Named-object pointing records
+===+

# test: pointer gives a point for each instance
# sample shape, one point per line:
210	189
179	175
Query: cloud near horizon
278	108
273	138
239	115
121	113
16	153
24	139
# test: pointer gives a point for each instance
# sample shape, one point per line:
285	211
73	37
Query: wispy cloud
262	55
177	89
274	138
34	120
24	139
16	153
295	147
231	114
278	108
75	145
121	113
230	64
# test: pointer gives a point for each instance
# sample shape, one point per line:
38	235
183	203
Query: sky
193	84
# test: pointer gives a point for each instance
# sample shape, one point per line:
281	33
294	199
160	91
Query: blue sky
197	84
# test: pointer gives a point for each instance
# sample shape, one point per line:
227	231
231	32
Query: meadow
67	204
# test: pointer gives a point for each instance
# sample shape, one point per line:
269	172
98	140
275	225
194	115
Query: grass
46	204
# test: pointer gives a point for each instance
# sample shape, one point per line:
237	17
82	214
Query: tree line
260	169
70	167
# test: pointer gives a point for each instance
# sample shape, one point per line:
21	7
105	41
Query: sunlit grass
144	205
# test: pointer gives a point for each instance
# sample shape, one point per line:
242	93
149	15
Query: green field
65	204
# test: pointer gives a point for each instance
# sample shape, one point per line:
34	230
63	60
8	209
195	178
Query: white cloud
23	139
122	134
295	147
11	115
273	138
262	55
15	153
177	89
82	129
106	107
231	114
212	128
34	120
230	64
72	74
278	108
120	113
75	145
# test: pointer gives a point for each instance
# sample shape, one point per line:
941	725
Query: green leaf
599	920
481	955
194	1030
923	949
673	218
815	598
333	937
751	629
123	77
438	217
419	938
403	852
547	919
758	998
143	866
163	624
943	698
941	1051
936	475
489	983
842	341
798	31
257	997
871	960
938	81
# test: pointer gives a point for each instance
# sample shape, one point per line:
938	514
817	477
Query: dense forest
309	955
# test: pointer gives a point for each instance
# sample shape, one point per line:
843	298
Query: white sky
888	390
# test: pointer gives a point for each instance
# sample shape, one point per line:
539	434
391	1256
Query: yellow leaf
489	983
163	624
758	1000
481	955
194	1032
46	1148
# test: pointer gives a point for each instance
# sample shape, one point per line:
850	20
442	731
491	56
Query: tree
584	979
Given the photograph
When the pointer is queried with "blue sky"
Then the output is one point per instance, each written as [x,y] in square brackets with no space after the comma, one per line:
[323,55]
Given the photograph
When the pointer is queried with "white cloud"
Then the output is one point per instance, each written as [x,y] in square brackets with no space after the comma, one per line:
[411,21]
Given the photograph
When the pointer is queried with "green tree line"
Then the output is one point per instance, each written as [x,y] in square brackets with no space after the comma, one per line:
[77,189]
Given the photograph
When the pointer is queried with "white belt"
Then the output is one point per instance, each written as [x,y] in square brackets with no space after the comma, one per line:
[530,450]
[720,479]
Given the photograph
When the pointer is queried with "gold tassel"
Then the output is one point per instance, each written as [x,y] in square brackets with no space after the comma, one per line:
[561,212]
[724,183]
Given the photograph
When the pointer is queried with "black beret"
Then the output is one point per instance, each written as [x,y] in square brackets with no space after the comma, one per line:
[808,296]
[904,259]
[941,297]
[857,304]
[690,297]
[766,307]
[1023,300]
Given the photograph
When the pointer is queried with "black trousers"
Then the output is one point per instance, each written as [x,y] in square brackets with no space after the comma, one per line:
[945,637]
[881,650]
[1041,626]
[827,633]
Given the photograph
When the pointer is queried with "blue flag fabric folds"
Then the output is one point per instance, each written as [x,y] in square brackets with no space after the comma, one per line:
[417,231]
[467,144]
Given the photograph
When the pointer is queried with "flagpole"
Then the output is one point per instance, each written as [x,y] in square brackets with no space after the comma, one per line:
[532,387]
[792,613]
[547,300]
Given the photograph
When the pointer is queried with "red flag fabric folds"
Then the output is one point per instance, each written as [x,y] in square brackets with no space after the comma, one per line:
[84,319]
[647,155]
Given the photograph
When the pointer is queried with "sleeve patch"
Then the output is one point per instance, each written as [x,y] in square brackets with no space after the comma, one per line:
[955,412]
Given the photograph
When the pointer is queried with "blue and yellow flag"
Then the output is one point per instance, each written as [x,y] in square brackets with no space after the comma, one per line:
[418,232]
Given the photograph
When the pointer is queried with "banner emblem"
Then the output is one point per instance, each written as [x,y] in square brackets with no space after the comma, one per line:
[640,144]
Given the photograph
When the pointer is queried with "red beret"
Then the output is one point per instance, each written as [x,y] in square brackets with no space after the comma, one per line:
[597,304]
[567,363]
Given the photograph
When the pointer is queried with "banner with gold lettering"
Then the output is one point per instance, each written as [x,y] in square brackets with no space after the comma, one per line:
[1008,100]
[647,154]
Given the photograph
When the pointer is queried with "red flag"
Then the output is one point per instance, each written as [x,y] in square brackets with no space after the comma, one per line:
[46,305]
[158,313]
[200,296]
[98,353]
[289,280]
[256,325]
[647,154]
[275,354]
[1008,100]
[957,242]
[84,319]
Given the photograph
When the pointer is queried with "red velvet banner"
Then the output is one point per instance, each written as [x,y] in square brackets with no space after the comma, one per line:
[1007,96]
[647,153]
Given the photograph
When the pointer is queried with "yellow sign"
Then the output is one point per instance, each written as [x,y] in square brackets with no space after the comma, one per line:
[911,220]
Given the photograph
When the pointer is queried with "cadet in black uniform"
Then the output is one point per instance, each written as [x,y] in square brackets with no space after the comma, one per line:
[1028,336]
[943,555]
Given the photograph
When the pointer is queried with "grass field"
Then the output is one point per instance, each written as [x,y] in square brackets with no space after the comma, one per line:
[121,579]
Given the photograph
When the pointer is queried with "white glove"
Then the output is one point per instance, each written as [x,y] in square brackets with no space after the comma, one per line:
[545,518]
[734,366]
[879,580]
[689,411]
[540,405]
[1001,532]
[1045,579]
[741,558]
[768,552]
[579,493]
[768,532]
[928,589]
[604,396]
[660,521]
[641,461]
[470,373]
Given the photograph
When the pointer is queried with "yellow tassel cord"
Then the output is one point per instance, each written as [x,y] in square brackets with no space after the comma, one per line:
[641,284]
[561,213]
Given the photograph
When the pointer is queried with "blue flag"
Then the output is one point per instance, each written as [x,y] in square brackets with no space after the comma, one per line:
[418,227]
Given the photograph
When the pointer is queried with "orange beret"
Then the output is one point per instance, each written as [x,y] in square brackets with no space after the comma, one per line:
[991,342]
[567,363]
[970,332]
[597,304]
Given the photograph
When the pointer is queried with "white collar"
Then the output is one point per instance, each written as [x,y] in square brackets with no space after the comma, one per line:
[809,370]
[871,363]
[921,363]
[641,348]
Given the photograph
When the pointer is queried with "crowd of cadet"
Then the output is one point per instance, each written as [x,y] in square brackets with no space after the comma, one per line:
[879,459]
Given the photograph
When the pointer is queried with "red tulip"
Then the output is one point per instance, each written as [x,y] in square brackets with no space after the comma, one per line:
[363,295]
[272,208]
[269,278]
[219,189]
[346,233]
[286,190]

+===+

■ Task prompt
Write every entry out again exactly.

■ In response
# test: pointer gives a point for each instance
# sample shape, one point per line:
210	189
179	175
Query: cloud near horizon
278	108
273	138
239	115
121	113
16	153
24	139
# test: pointer gives a point for each instance
# sample shape, one point per line:
285	211
73	37
Query: wispy cloud
262	55
177	89
274	138
34	120
24	139
16	153
295	147
231	114
278	108
75	145
121	113
230	64
# test: pointer gives a point for each instance
# sample shape, one point per line:
38	235
183	203
Query: sky
193	84
# test: pointer gives a point for each instance
# sample shape, one point per line:
281	33
294	199
160	91
Query: blue sky
197	84
# test: pointer gives a point for each instance
# sample shape, one point per line:
227	231
231	32
Query: meadow
67	204
# test: pointer gives a point for each instance
# sample shape, one point per line:
269	172
98	140
275	225
194	115
Query: grass
46	204
# test: pointer gives a point for each instance
# sample shape, one point per line:
237	17
82	214
Query: tree line
260	169
70	167
# test: pointer gives a point for each instance
# sample shape, one point per line:
21	7
105	41
Query: sunlit grass
144	205
# test: pointer gives a point for each instance
# sample shape, one point per line:
242	93
149	15
Query: green field
65	204
# test: pointer gives a point for each instance
# sample shape, one point per line:
34	230
63	60
8	209
195	178
Query: white cloud
23	139
122	134
295	147
11	115
273	138
262	55
15	153
177	89
82	129
106	107
231	114
212	128
34	120
230	64
72	74
278	108
120	113
75	145
# test: pointer gives a point for each instance
# sample shape, one point per line:
941	725
Query: green leaf
599	920
481	955
194	1030
923	949
673	218
815	598
333	937
751	629
123	77
438	217
419	938
403	852
547	919
758	998
143	866
163	624
943	698
941	1051
936	475
489	983
842	341
798	31
257	997
871	960
938	81
# test: pointer gives a point for each instance
# sample shape, one point per line:
938	514
817	477
Query: dense forest
309	955
# test: pointer gives a point for each instance
# sample shape, one point per line:
843	298
Query: white sky
888	390
# test: pointer gives a point for each instance
# sample shape, one point per line:
539	434
391	1256
Query: yellow leaf
489	983
163	624
758	1000
481	955
194	1032
46	1148
# test: pointer gives a point for each instance
# sample shape, one point per line:
850	20
442	731
491	56
Query: tree
584	979
Given the photograph
When the pointer is queried with "blue sky"
Then the output is one point per instance, each written as [x,y] in square brackets with no space after the comma, one per line:
[323,55]
Given the photograph
When the pointer is queried with "white cloud"
Then the output is one point per instance, each written as [x,y] in square brackets with no space after the comma, one per line:
[411,21]
Given the photograph
When the pointer is queried with "green tree line"
Then the output is one point per instance, each written as [x,y] in square brackets with no space after the comma, one per line:
[77,189]
Given the photograph
When the pointer is queried with "white belt"
Then the output is one point per instance, each written as [x,y] in square brackets with no space after the comma, one per line:
[530,450]
[720,479]
Given the photograph
When the pointer is queried with "gold tassel"
Then the output is one point per instance, each written as [x,y] in square brackets with no space after the comma, one per line:
[561,212]
[724,183]
Given the photograph
When the pointer is queried with "black beret"
Then the output is one point per instance, each written as [x,y] in square brackets with no space after the comma, one per line:
[808,296]
[904,259]
[941,297]
[857,304]
[690,297]
[766,307]
[1023,300]
Given the photograph
When the pointer is queried with "black trousers"
Then the output is one point per instance, each written as [x,y] in square brackets with no space after the comma, one per line:
[945,637]
[881,650]
[1041,626]
[827,633]
Given the photograph
When the pointer is queried with "blue flag fabric folds"
Then the output is one point per instance, each written as [x,y] in square brackets with no space after the comma, one per line:
[417,231]
[467,144]
Given the photograph
When the pointer is queried with "flagpole"
Then the output is one point per instance, each written as [x,y] in square brackets with no space after the comma, one per line:
[532,387]
[792,613]
[547,300]
Given the photograph
When the pointer is queried with "red flag fabric folds"
Then the output is one point per instance, each written as [x,y] in square brackets with no space after the comma, one per line:
[84,319]
[647,155]
Given the photograph
When the pointer is queried with "sleeve patch"
Then the output is one point per instance, each written as [x,y] in square brackets with no space after the comma, one per line:
[955,412]
Given the photograph
When the pointer is queried with "blue and yellow flag"
Then the output is one point per instance, each written as [x,y] in square brackets with no space after the comma, one per line:
[418,232]
Given the photograph
When the pointer is queried with "banner emblem"
Then the output is one point per instance, each written as [x,y] in square brackets with no space after the comma, one per line:
[640,144]
Given the photograph
When the pointer is queried with "red beret"
Then the output is one point per instance, each written as [x,y] in square brackets with no space after the comma, one per line:
[597,304]
[567,363]
Given the photograph
When the pointer is queried with "banner with gold lettering"
Then the output is one point per instance, each written as [x,y] in square brackets with no space after the comma, one per line:
[1008,100]
[647,154]
Given the photograph
When the pointer is queried with "red flag"
Then the output is one point per instance, each written as [x,y] in square brackets with no space after the comma, one per line:
[46,305]
[158,313]
[200,296]
[98,353]
[289,280]
[256,325]
[647,154]
[275,354]
[1008,100]
[957,242]
[84,319]
Given the photograph
When the pointer is queried with "red velvet banner"
Then the output is one point per instance, each written as [x,y] in square brackets with no space after the comma, one per line:
[1007,96]
[647,153]
Given the photograph
When the pointer is queried with "yellow sign"
Then the output is one point per instance, each written as [x,y] in square brackets with no space after the comma, one per line:
[911,220]
Given the photograph
When the pointer is queried with "cadet in black uniform"
Then the output is one point per instance, each written as [x,y] in square brackets with no space after the comma, one per line:
[1028,336]
[943,555]
Given the photograph
When the pointer is queried with "grass field"
Then the output is one point per instance, each written as [x,y] in square brackets with no space after the comma, one per line:
[121,579]
Given the photograph
When the pointer is queried with "white glove"
Then the output is one point per instance, each written as [x,y] in square brackets with no space after the comma, one per line:
[545,518]
[734,366]
[879,580]
[689,411]
[540,405]
[1001,532]
[1045,579]
[741,558]
[768,552]
[579,493]
[768,532]
[928,589]
[604,396]
[660,521]
[641,461]
[470,373]
Given the photograph
When the pointer is queried with "yellow tassel cord"
Then the output is one point per instance, each written as [x,y] in square brackets with no space after the comma, one per line:
[641,284]
[561,213]
Given the photograph
When the pointer is queried with "blue flag"
Then the output is one point per instance, each written as [x,y] in square brackets with no space after the comma, one per line:
[418,227]
Given the photograph
When the pointer is queried with "orange beret"
Then the output is one point per instance, each written as [x,y] in square brackets with no space after the comma, one per line:
[991,342]
[567,363]
[970,332]
[597,304]
Given the photograph
When the pointer is queried with "white collar"
Then the output is one point per instance, each written as [x,y] in square brackets with no space after the comma, one per line:
[809,370]
[871,363]
[921,363]
[641,348]
Given the photograph
When the pointer is queried with "crowd of cadet"
Then the output is one point per instance, each written as [x,y] in square brackets with no space after the comma, one per line:
[879,459]
Given the photograph
When the pointer is queried with "red tulip"
Then the output is one point per instance, each written as [x,y] in square brackets with no space after the comma, one per line:
[363,295]
[272,208]
[269,278]
[219,189]
[346,233]
[286,190]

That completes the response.